**TEXT PROVIDED**
========================================

Pangpum (Migration)
[2017] AATA 486
•9 March 2017
Pangpum (Migration) [2017] AATA 486 (9 March 2017)
DECISION RECORD
DIVISION:Migration & Refugee Division
APPLICANT: Ms Supanuch Pangpum
CASE NUMBER: 1505954
DIBP REFERENCE(S): CLF2013/218009
MEMBER:Clyde Campbell
DATE:9 March 2017
PLACE OF DECISION: Brisbane
DECISION:The Tribunal remits the application for a Partner (Temporary) (Class UK) visa, with the direction that the applicant meets the following criteria for a Subclass 820 (Partner (Temporary)) visa:
·cl.820.211 of Schedule 2 to the Regulations
·cl.820.221 of Schedule 2 to the Regulations.
·r.2.03A
Statement made on 09 March 2017 at 7:22pm
CATCHWORDS
Migration – Partner (Temporary) (Class UK) visa – Subclass 820 (Partner (Temporary)) –Satisfied all legislative requirements – Demonstrated committed de-facto relationship – Extensive supporting evidence provided since Department refusal
LEGISLATION
Migration Act 1958, ss 5CB, 5CB(2), 65
Migration Regulations 1994, Schedule 2 – cl 820.211(2), 820.221, r.1.09A, r.2.03A
CASES
Jayasinghe v MIMA [2006] FCA 1700
STATEMENT OF DECISION AND REASONS
APPLICATION FOR REVIEW
This is an application for review of a decision of a delegate of the Minister for Immigration on 17 April 2015 to refuse to grant the applicant a Partner (Temporary) (Class UK) visa under s.65 of the Migration Act 1958 (the Act).
The applicant applied for the visa on 5 September 2013 on the basis of her relationship with her sponsor.
The delegate refused to grant the visa on the basis that the visa applicant did not satisfy cl.820.211 and cl. 820.221 because the delegate was not satisfied the couple were in a de facto relationship for 12 months before the application was made. The delegate found that the applicant did not meet the requirements of r. 1.09A and r. 2.03A. The applicant seeks review of the delegate’s decision.
The applicant, Ms Supanuch Pangpum, appeared before the Tribunal on 28 September 2016 to give evidence and present arguments. The Tribunal also received oral evidence from the sponsor, Mr Chad Thomas Barrett, and a supporting witness, Ms Andronika Brown.
The applicant was represented in relation to the review by her registered migration agent. The representative attended the Tribunal hearing.
For the following reasons, the Tribunal has concluded that the matter should be remitted for reconsideration.
Relevant law
At that time, Class UK contained only one subclass: Subclass 820 (Partner (Temporary)). The criteria for the grant of this visa are set out in Part 820 of Schedule 2 to the Migration Regulations 1994 (the Regulations).
Clause 820.211(2) and 820.221 require that at the time the visa application was made, and at the time of this decision, the applicant is the spouse or de facto partner of an Australian citizen or Australian permanent resident or an eligible New Zealand citizen. In the present case the applicant claims to be the de facto partner of the sponsor, who is an Australian citizen.

========================================

**EXTRACTED ENTRIES**

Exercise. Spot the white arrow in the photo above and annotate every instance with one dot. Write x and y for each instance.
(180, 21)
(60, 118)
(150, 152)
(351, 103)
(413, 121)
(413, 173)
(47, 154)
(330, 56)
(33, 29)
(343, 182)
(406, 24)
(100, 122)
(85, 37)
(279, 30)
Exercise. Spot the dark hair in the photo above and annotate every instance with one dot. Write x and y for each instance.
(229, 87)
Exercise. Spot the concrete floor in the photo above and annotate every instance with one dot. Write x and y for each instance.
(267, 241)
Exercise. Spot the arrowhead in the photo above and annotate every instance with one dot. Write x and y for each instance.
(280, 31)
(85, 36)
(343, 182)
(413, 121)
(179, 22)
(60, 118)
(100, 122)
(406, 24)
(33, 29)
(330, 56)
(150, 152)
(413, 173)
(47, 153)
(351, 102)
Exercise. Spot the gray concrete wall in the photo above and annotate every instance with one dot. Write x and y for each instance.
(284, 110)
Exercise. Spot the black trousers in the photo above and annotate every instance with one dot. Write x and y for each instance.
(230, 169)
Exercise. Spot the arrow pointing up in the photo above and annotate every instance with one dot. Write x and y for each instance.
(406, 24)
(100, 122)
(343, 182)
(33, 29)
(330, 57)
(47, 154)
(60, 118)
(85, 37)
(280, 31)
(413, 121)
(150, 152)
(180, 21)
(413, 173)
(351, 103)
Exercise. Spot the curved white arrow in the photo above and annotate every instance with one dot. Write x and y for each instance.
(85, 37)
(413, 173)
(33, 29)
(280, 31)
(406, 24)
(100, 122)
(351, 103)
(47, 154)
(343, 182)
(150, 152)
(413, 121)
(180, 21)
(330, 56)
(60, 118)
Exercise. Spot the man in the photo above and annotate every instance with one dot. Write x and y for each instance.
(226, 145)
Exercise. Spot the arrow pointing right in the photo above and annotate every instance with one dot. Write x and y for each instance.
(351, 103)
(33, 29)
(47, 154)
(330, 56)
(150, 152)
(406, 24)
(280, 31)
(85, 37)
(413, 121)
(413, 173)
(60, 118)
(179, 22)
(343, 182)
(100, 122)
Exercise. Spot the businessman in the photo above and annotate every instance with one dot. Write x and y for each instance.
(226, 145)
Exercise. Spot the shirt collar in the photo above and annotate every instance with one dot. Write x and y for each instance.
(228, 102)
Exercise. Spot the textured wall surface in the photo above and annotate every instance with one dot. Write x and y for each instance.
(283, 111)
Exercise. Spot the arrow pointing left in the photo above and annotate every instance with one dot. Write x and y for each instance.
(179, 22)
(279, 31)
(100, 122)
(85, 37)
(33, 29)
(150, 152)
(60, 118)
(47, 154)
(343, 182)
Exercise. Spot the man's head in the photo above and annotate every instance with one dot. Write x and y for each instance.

========================================

**WHAT TO WORK ON**
A: In the tribunal decision, set down the passage starting with "The applicant was" and going on through "remitted for reconsideration.", word for word.
B: Condense the paragraph of the tribunal decision that begins "The delegate refused to grant the visa" into a short bulleted list that keeps its main facts.

**ANSWERS FOR THE EXERCISE**
A:
The applicant was represented in relation to the review by her registered migration agent. The representative attended the Tribunal hearing.
For the following reasons, the Tribunal has concluded that the matter should be remitted for reconsideration.

B:
- The delegate refused the visa because the applicant did not satisfy cl.820.211 and cl.820.221.
- The delegate was not satisfied that the couple had been in a de facto relationship for 12 months before the application was made.
- The delegate found that the applicant did not meet r.1.09A and r.2.03A.
- The applicant seeks review of the delegate's decision.